> About this exercise: Below are some records; each one is to be set down again exactly.

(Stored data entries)
____________________

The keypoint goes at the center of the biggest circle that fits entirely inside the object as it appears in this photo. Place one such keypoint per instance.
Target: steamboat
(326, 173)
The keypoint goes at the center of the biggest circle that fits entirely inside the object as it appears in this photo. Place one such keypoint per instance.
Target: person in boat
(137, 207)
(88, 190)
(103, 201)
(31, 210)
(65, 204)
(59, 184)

____________________

> Response box:
The keypoint goes at the center of the biggest circle that fits entirely inside the object as it appears in this photo. Place one such keypoint per instance.
Target: steamboat
(326, 173)
The keypoint goes at the center of the biggest circle that fits entirely inside the object as it appears in this photo. Place one such keypoint per instance.
Target: person in boat
(137, 207)
(88, 190)
(103, 201)
(31, 210)
(65, 204)
(59, 184)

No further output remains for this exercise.